**Supplied information:**
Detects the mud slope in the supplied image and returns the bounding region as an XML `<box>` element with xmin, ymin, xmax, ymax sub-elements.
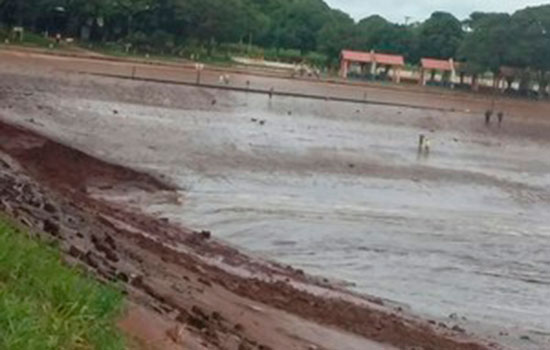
<box><xmin>0</xmin><ymin>119</ymin><xmax>496</xmax><ymax>350</ymax></box>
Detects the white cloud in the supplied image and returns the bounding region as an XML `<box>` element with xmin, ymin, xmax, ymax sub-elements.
<box><xmin>325</xmin><ymin>0</ymin><xmax>550</xmax><ymax>23</ymax></box>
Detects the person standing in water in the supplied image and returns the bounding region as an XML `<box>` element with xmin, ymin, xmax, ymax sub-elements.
<box><xmin>497</xmin><ymin>111</ymin><xmax>504</xmax><ymax>126</ymax></box>
<box><xmin>485</xmin><ymin>109</ymin><xmax>493</xmax><ymax>125</ymax></box>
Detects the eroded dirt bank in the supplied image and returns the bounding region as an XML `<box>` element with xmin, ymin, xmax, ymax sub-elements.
<box><xmin>0</xmin><ymin>124</ymin><xmax>496</xmax><ymax>350</ymax></box>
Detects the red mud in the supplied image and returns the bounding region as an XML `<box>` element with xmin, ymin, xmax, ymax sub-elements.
<box><xmin>0</xmin><ymin>119</ymin><xmax>495</xmax><ymax>350</ymax></box>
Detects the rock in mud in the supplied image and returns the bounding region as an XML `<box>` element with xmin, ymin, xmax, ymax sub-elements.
<box><xmin>166</xmin><ymin>326</ymin><xmax>185</xmax><ymax>345</ymax></box>
<box><xmin>42</xmin><ymin>219</ymin><xmax>59</xmax><ymax>237</ymax></box>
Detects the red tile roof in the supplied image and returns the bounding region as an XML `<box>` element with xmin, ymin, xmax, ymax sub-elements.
<box><xmin>342</xmin><ymin>50</ymin><xmax>405</xmax><ymax>66</ymax></box>
<box><xmin>342</xmin><ymin>50</ymin><xmax>372</xmax><ymax>63</ymax></box>
<box><xmin>375</xmin><ymin>53</ymin><xmax>405</xmax><ymax>66</ymax></box>
<box><xmin>420</xmin><ymin>58</ymin><xmax>454</xmax><ymax>71</ymax></box>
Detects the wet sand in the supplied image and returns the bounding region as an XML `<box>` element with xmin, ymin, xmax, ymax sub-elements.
<box><xmin>0</xmin><ymin>48</ymin><xmax>550</xmax><ymax>349</ymax></box>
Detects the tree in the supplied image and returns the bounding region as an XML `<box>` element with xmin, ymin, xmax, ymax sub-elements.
<box><xmin>418</xmin><ymin>12</ymin><xmax>464</xmax><ymax>59</ymax></box>
<box><xmin>458</xmin><ymin>13</ymin><xmax>514</xmax><ymax>74</ymax></box>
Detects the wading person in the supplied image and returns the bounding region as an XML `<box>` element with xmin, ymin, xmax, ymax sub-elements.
<box><xmin>485</xmin><ymin>109</ymin><xmax>493</xmax><ymax>125</ymax></box>
<box><xmin>497</xmin><ymin>112</ymin><xmax>504</xmax><ymax>126</ymax></box>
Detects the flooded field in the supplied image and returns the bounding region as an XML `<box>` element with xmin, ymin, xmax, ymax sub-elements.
<box><xmin>0</xmin><ymin>56</ymin><xmax>550</xmax><ymax>346</ymax></box>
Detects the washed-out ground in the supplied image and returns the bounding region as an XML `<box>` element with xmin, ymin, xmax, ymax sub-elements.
<box><xmin>0</xmin><ymin>48</ymin><xmax>550</xmax><ymax>349</ymax></box>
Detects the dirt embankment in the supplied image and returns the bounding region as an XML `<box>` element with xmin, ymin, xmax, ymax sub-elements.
<box><xmin>0</xmin><ymin>123</ymin><xmax>497</xmax><ymax>350</ymax></box>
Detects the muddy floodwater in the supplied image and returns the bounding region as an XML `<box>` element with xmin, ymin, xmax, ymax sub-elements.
<box><xmin>1</xmin><ymin>67</ymin><xmax>550</xmax><ymax>344</ymax></box>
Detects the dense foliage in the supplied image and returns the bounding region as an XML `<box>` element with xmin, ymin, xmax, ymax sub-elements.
<box><xmin>0</xmin><ymin>0</ymin><xmax>550</xmax><ymax>78</ymax></box>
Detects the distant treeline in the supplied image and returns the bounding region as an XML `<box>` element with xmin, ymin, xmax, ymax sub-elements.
<box><xmin>0</xmin><ymin>0</ymin><xmax>550</xmax><ymax>91</ymax></box>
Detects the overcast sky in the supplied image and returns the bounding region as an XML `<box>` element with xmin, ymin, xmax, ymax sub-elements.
<box><xmin>325</xmin><ymin>0</ymin><xmax>550</xmax><ymax>23</ymax></box>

**Written instruction:** Please give back each line of the data above that contains the word "person".

**Exercise output:**
Detects the person standing in water in the supplied image and returns the bounding region as an XML `<box>` element with xmin, ymin, xmax, ymax sub-elements.
Detects the wading person in the supplied image and returns the bounding region as an XML `<box>` element with xmin, ymin, xmax, ymax sub-elements.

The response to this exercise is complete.